Perintah =
Dalam potongan teks tentang kericuhan di Kupang, berapa kasus serupa yang dicatat KontraS dalam dua tahun terakhir?

Potongan Teks =

········

Ricuh Kupang: Empat polisi luka dan mobil patroli dibakar, sampai kapan TNI-Polri bentrok?
Kericuhan di Kupang, NTT melibatkan sejumlah anggota TNI-Polri. Mengapa konflik anggota kedua institusi ini terus berulang?
Kepolisian Daerah Nusa Tenggara Timur melaporkan empat anggotanya mengalami luka-luka buntut dari 'kesalahpahaman' anggota Polri dan Polisi Militer Angkatan Darat (POM-AD) yang sedang melaksanakan pengamanan pertandingan futsal setempat.
Kesalahpahaman ini kemudian berujung serbuan sekelompok orang dengan membakar mobil patroli dan sepeda motor polisi, serta pengrusakan sejumlah pos polisi NTT.
Polda NTT dan TNI akan membentuk tim investigasi untuk menghukum kemungkinan anggota mereka yang terlibat dalam serangan tersebut.
Sementara itu, pengamat militer membuatnya lebih jelas: insiden ini "diduga kuat" bentrokan antara anggota TNI-Polri. Bentrokan seperti ini dinilai berpotensi selalu muncul dan hanya bisa dilakukan upaya meminimalisir, karena para anggota kedua institusi dicetak untuk "punya mental juara".
Apalagi dalam dua tahun terakhir, KontraS mencatat terdapat 19 kasus serupa.

········

Baris Data =
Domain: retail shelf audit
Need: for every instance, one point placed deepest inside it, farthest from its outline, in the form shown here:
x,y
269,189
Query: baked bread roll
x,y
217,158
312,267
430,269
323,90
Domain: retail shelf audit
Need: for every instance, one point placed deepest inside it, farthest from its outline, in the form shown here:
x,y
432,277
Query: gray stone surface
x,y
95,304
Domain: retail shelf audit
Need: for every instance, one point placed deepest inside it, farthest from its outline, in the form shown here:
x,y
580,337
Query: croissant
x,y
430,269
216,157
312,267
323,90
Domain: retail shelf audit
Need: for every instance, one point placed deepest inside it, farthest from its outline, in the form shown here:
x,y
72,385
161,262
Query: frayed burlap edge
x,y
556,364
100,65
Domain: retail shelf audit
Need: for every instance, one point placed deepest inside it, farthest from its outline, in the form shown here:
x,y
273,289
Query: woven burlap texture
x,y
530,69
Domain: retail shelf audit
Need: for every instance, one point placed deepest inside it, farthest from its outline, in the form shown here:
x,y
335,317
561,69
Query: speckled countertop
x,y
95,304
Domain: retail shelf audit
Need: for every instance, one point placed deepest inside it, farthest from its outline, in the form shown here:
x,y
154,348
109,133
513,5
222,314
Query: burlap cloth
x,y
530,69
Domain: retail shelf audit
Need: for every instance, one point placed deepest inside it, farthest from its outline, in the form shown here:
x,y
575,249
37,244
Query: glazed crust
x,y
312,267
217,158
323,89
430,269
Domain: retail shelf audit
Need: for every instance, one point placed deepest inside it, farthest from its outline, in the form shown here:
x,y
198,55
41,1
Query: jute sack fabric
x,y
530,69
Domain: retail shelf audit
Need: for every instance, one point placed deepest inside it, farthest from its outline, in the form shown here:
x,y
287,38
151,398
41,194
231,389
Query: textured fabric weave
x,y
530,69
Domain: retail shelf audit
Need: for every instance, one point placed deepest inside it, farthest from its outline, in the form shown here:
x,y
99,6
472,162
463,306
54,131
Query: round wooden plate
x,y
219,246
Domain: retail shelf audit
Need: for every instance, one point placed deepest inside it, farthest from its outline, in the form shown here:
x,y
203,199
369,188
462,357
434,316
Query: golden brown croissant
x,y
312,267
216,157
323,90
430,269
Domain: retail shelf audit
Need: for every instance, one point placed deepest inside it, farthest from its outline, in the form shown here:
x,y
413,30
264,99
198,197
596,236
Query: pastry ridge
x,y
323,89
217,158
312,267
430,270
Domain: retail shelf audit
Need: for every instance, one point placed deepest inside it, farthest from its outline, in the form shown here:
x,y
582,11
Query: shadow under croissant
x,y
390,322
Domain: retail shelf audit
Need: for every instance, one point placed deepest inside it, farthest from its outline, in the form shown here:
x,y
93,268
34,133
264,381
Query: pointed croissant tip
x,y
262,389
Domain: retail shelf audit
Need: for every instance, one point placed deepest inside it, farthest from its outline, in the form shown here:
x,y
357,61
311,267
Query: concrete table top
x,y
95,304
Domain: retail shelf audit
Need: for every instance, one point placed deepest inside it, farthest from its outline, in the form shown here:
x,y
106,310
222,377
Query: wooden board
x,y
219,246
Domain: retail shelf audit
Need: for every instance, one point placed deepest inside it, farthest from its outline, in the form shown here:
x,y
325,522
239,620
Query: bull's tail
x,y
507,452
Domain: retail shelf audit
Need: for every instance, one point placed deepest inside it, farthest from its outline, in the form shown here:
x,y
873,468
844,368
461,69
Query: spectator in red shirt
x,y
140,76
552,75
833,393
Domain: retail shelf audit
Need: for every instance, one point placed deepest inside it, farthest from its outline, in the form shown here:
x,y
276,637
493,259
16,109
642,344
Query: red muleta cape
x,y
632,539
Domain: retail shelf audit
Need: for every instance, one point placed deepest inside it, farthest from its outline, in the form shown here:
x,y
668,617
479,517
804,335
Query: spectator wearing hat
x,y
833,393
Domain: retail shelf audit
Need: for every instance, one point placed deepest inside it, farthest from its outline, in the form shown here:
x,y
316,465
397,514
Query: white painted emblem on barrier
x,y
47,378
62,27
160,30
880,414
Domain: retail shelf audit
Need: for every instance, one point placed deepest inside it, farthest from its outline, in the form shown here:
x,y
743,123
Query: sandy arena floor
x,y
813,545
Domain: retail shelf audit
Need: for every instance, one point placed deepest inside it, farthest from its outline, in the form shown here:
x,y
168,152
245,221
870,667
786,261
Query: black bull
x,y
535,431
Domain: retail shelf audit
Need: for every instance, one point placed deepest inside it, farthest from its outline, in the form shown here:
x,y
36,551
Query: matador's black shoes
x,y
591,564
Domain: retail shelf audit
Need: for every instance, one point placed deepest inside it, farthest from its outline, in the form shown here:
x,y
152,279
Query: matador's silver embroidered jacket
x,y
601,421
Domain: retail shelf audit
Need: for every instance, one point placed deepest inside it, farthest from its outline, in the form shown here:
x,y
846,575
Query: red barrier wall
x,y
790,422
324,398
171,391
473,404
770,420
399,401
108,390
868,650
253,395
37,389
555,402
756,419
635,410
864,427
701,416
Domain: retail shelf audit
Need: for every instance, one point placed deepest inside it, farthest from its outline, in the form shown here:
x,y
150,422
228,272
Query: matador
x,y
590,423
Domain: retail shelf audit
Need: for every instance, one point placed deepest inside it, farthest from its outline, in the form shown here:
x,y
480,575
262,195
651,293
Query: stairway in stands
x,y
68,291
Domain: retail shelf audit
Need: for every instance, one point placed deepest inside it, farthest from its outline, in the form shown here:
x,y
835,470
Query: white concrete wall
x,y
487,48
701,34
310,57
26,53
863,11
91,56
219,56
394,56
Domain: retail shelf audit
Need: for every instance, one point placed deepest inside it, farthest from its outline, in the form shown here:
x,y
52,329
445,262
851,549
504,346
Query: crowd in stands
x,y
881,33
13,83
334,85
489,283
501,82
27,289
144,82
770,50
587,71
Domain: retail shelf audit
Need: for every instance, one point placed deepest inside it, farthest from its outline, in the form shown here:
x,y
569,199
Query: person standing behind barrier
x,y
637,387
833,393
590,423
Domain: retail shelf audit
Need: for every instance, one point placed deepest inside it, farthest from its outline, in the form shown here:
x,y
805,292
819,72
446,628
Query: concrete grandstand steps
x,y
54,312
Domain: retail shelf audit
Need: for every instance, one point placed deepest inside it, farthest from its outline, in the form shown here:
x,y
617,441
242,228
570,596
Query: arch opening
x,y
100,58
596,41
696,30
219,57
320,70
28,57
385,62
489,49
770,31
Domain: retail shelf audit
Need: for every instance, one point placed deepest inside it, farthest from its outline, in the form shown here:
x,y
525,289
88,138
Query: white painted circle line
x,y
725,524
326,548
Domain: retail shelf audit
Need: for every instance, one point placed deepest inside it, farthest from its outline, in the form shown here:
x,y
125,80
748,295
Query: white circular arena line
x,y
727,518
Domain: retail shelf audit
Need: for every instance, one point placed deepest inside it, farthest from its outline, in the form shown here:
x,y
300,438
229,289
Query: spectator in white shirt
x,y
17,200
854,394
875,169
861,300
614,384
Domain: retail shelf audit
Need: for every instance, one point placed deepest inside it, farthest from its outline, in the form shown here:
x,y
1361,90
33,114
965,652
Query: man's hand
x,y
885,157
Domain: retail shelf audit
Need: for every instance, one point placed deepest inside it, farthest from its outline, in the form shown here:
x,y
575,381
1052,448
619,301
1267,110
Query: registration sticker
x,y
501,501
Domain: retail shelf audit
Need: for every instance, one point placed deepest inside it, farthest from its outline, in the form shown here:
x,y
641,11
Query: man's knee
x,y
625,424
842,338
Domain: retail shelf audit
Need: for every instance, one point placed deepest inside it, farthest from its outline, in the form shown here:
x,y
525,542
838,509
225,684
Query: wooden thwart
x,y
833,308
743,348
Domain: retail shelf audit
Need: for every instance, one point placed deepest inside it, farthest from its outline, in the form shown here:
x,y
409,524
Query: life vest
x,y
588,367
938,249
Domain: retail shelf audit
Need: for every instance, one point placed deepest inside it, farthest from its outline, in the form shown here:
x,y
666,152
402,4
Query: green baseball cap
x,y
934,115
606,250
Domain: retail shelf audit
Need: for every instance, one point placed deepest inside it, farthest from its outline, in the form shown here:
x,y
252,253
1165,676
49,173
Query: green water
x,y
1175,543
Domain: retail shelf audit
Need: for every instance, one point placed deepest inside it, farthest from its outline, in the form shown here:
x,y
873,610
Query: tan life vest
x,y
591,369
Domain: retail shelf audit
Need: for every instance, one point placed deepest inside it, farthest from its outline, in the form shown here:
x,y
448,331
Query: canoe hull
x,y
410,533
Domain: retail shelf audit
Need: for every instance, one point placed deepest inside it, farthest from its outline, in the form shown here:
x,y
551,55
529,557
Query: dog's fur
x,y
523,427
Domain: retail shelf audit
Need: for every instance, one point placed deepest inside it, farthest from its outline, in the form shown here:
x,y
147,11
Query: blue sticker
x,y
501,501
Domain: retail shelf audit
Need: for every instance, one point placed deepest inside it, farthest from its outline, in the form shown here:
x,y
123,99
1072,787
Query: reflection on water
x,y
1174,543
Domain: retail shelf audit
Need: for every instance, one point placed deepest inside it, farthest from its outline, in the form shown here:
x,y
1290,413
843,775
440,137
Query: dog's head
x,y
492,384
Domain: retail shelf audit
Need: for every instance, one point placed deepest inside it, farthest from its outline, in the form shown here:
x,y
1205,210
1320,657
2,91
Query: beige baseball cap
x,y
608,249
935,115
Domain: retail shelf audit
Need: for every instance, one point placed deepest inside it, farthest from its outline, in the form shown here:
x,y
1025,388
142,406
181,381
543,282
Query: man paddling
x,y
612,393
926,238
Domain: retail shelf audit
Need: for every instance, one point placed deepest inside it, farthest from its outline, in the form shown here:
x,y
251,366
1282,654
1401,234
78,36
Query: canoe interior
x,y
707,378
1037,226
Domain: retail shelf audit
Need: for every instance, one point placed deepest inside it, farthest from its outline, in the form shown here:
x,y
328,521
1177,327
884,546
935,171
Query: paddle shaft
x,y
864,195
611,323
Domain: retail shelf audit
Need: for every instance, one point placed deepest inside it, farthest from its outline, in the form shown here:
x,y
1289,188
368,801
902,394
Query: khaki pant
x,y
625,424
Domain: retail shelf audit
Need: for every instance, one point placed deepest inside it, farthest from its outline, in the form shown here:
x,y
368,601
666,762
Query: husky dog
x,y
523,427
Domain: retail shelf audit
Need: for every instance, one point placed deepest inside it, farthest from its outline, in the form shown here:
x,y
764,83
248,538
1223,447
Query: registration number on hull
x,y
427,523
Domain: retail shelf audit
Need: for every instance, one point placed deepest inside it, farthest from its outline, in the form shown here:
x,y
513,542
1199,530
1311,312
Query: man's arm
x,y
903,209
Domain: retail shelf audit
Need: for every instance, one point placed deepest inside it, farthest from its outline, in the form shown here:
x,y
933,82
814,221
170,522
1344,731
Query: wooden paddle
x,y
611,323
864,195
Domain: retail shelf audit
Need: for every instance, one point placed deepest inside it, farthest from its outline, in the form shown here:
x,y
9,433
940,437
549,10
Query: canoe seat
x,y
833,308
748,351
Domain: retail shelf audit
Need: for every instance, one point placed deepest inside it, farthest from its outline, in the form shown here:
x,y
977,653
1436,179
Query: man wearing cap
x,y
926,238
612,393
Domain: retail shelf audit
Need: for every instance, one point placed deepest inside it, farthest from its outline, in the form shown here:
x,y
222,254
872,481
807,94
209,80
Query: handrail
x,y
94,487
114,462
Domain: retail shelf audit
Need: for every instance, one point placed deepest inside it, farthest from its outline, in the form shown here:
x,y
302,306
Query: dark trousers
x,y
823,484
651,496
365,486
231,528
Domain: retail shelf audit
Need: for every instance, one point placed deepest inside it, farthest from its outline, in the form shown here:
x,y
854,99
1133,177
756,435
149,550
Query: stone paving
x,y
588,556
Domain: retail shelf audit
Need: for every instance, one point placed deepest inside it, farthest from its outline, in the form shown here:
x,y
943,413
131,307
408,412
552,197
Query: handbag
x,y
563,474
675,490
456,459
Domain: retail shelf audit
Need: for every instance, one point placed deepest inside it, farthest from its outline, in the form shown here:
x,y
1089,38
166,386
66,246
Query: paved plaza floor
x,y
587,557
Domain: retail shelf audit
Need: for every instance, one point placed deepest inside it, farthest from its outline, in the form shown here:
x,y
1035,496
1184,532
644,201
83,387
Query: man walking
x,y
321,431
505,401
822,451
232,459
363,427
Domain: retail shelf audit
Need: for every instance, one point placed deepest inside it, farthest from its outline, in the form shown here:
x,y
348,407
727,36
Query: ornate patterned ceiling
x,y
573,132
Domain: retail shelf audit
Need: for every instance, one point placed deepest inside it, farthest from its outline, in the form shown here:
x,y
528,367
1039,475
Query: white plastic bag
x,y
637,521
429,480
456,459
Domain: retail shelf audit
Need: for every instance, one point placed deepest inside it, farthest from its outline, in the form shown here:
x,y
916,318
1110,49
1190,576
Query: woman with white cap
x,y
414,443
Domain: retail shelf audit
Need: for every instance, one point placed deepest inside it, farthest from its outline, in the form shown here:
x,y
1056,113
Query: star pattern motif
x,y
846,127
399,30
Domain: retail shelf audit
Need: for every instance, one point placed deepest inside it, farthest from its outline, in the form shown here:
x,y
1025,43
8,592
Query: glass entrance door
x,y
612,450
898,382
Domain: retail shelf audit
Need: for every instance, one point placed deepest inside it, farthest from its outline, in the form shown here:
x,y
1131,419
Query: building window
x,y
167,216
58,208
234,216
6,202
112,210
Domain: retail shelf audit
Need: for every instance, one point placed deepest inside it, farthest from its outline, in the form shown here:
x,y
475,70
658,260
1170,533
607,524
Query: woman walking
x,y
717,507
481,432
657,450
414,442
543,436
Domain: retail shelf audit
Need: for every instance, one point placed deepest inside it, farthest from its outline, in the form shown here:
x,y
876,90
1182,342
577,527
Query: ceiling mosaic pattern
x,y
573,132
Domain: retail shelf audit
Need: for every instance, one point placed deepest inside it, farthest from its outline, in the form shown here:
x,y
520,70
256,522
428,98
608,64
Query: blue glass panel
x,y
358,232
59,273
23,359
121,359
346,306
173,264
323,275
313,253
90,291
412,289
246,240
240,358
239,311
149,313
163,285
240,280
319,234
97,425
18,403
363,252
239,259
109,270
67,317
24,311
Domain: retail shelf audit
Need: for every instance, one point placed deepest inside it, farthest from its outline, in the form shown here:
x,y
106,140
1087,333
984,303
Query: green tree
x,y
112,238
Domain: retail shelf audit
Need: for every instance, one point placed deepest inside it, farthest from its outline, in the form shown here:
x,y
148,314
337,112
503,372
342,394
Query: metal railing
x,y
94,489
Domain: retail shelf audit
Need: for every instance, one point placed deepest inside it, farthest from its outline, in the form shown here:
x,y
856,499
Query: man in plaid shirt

········

Jawaban Tugas =
19 kasus.